---- Teks Bacaan
Rabu 21 Oct 2020 19:00 WIB

15 Warga Afghanistan Tewas Saat Berdesakan Ajukan Visa

Tiga ribuan warga Afghanistan berdesakan di luar konsulat Pakistan demi peroleh visa

Rep: Kamran Dikarma/ Red: Christiyaningsih
Tiga ribuan warga Afghanistan berdesakan di luar konsulat Pakistan demi peroleh visa.
Foto: EPA
Tiga ribuan warga Afghanistan berdesakan di luar konsulat Pakistan demi peroleh visa.

REPUBLIKA.CO.ID, KABUL -- Sedikitnya 15 orang tewas saat mengajukan visa di konsulat Pakistan di kota Jalalabad pada Selasa (20/10). Terdapat sekitar tiga ribuan warga yang berdesakan untuk memperoleh visa.
--------
---- Potongan Data
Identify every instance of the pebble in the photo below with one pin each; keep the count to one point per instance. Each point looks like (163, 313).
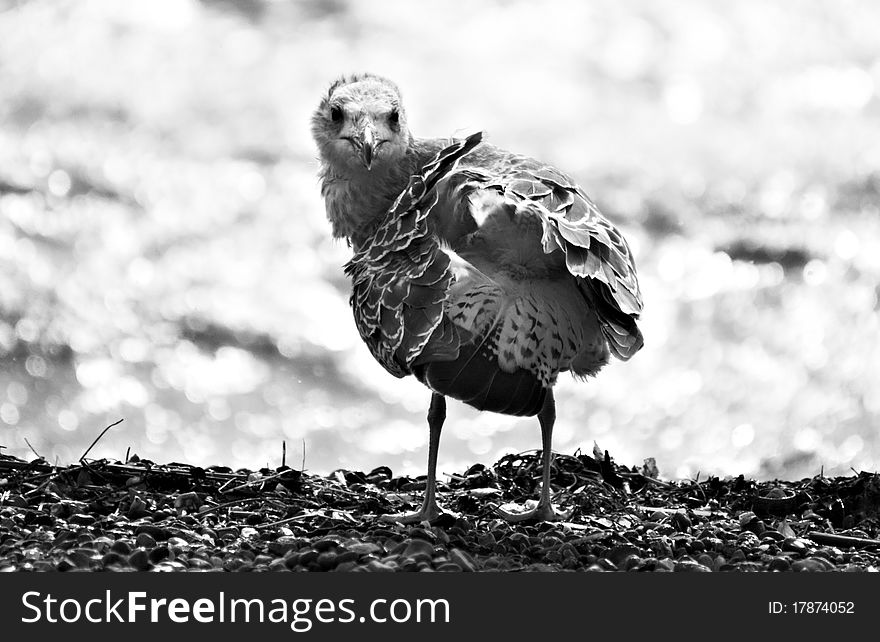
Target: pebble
--------
* Tugas Anda
Kutip persis bagian berita tentang warga Afghanistan di atas, mulai dari kata-kata yang berisi "REPUBLIKA.CO.ID, KABUL -- Sedikitnya" dan berhenti sesudah "untuk memperoleh visa.".

* Penyelesaian Soal
REPUBLIKA.CO.ID, KABUL -- Sedikitnya 15 orang tewas saat mengajukan visa di konsulat Pakistan di kota Jalalabad pada Selasa (20/10). Terdapat sekitar tiga ribuan warga yang berdesakan untuk memperoleh visa.